_Requirement_
Report how many of the lines below contain the string "white" with its case matching, and give only the number.

_Supplied entries_
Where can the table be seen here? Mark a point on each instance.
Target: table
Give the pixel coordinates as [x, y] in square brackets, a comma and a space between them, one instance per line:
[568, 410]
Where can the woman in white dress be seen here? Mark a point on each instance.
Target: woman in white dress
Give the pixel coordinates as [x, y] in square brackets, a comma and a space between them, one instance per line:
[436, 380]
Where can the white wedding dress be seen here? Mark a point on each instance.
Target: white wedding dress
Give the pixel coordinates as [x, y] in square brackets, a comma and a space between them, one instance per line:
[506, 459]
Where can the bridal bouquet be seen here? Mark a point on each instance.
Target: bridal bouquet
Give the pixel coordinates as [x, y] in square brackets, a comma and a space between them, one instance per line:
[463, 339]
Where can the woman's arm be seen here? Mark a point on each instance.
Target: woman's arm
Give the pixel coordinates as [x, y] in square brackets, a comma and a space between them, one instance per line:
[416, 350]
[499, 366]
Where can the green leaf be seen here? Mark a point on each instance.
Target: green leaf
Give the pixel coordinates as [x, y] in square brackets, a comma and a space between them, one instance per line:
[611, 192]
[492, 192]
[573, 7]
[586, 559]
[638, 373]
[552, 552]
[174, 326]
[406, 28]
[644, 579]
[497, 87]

...

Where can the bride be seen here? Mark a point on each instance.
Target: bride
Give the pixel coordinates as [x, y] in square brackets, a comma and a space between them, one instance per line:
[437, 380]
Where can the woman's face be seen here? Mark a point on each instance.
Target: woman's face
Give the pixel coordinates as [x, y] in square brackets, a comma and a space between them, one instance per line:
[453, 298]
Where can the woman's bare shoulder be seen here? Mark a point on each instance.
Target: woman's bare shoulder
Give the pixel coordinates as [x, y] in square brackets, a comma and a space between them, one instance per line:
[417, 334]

_Response for this exercise_
4